» DATA EXTRACT
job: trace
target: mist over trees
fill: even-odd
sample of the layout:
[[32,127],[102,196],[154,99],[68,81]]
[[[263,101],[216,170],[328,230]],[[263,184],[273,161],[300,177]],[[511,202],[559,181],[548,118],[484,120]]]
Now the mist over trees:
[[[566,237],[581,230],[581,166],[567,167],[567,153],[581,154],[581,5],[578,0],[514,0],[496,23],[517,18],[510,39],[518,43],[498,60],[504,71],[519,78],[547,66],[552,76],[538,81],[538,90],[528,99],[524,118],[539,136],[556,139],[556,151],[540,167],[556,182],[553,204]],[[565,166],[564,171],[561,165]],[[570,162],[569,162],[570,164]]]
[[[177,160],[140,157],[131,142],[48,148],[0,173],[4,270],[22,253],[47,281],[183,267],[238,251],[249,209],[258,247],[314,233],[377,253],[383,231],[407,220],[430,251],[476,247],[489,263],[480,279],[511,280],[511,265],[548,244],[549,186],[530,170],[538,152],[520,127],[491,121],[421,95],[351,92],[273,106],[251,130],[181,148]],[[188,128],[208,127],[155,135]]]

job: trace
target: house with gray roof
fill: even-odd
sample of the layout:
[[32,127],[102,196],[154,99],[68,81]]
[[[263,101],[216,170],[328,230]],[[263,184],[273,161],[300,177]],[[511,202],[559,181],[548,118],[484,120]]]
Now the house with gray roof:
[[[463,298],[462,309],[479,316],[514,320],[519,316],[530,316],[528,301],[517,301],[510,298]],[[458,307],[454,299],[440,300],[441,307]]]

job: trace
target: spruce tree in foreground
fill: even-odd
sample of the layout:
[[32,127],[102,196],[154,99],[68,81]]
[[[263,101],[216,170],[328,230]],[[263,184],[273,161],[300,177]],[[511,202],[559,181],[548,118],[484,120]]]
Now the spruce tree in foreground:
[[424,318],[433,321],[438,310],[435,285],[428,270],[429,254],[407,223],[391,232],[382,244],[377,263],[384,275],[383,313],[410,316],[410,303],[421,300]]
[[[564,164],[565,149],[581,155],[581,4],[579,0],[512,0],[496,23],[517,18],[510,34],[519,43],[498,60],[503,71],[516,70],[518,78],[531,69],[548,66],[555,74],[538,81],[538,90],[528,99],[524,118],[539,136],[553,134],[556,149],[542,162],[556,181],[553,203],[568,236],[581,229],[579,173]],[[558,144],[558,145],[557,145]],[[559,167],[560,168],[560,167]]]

» EXERCISE
Output each entry precisely as given.

» COMPLETE RESPONSE
job: trace
target: mist over trees
fill: even-odd
sample of the layout:
[[32,127],[102,196],[154,99],[68,81]]
[[[263,101],[216,170],[328,230]],[[263,184],[273,161],[300,177]],[[511,202],[559,181],[548,118],[484,120]]]
Now the mist over trees:
[[[566,237],[581,230],[581,166],[567,167],[567,153],[581,154],[581,5],[578,0],[514,0],[496,23],[517,18],[510,39],[518,43],[498,60],[504,71],[519,78],[547,66],[552,76],[538,81],[538,90],[528,99],[524,118],[539,136],[556,139],[556,151],[540,167],[556,182],[553,204]],[[565,166],[564,171],[561,165]],[[570,162],[569,162],[570,164]]]
[[[177,160],[140,157],[131,142],[48,148],[0,173],[4,270],[22,253],[47,281],[183,267],[238,251],[249,209],[258,247],[314,233],[377,253],[383,231],[407,220],[430,251],[476,247],[489,263],[480,279],[511,280],[511,265],[548,244],[549,186],[530,170],[538,152],[520,127],[491,121],[421,95],[351,92],[273,106],[251,130],[181,148]],[[188,128],[208,127],[155,135]]]

job: trace
target: house with gray roof
fill: even-odd
sample of the layout:
[[32,127],[102,196],[154,99],[68,81]]
[[[263,101],[216,170],[328,230]],[[263,184],[273,161],[300,177]],[[511,202],[559,181],[548,118],[484,120]]]
Now the house with gray roof:
[[[463,298],[462,309],[479,316],[514,320],[519,316],[530,316],[528,301],[517,301],[510,298]],[[458,307],[454,299],[440,300],[441,307]]]

job: trace
target: spruce tree in foreground
fill: even-odd
sample of the layout:
[[32,127],[102,196],[154,99],[68,81]]
[[[263,101],[216,170],[328,230]],[[263,184],[273,161],[300,177]],[[511,202],[559,181],[548,118],[484,120]]]
Now the spruce tree in foreground:
[[424,318],[433,321],[438,310],[435,285],[428,270],[429,254],[407,223],[391,232],[382,244],[377,263],[384,275],[383,313],[410,316],[410,303],[421,300]]
[[[564,164],[565,149],[581,155],[581,4],[579,0],[512,0],[496,23],[517,18],[510,34],[519,43],[498,60],[503,71],[516,70],[518,78],[531,69],[548,66],[555,74],[538,81],[538,90],[528,99],[524,118],[539,136],[553,134],[556,149],[542,162],[556,181],[553,203],[568,236],[581,229],[579,173]],[[558,144],[558,145],[557,145]],[[559,167],[560,168],[560,167]]]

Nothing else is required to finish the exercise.